## Extract

● ● ● ● ●

The Finnish Natural Heritage Foundation protects three areas in North Karelia

Luonnonperintösäätiön suojelualue Yövilkanpuro

Towards the end of the autumn, the foundation has managed to purchase three new areas for conservation in North Karelia. The foundation now owns seven areas in this region. The places were found and the deal was made with the help of local nature lovers.

The new areas are Ängelmä in Juuka, Yövilkanpuro in the village of Ahmovaara in the vicinity of the Koli hill, and Tikkapiilo by the Vuonislahti bay on the other side of Lake Pielinen. They are part of the My Gift to the 100-Year-Old campaign, which means that the state will protect its land to the same extent.

Ängelmä is located by the Juukajoki river and bordered by two other conservation areas, which maintains the diversity of the exuberant riverbank. It includes an undrained swamp with dead trees as well as a coniferous swamp that is flooded in the spring down by the river. The flora is rich, especially in the flooding forest, which is also a home for the yellow meadow-rue, a plant that gave the place its name. The area covers four hectares, but together with the sections next to it, the place creates a valuable preserved area of approximately ten hectares.

● ● ● ● ●

## Record list
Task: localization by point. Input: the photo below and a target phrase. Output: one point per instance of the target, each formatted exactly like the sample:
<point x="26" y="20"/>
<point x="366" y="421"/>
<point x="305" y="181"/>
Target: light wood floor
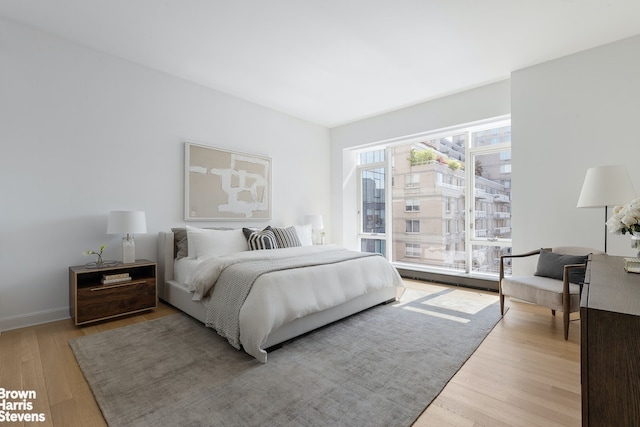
<point x="523" y="374"/>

● ● ● ● ●

## Task details
Write the next part of the article about the Finnish Natural Heritage Foundation's new conservation areas in North Karelia, picking up after its last sentence.

## Task output
Yövilkanpuro can be found in the village of Ahmovaara in the vicinity of the Koli hill. The eastern slopes include a spruce forest of more than 100 years. The area spreads out like a fan towards the Savijärvenjoki river with about four hundred metres of its bank being part of the new conservation area. The name is derived from the brook running through the place as a minor cascade as well as the widespread member of the beautiful orchid family. It appears from the exuberant terrain that the ground was once burned: many places include February daphne, Arctic rose, cudweed, northern buckler fern, and Selkirk's violet. The geological features of the Koli region also contribute to the luxuriance.

Yövilkanpuro also covers four hectares, but it seems larger because of its luxuriance and terrain forms. It includes various types of nature: an exuberant grove with plenty of decayed wood, a heath, a coniferous swamp, a pine swamp, and an open bog down by the river. A large predatory bird has its nest in the forest.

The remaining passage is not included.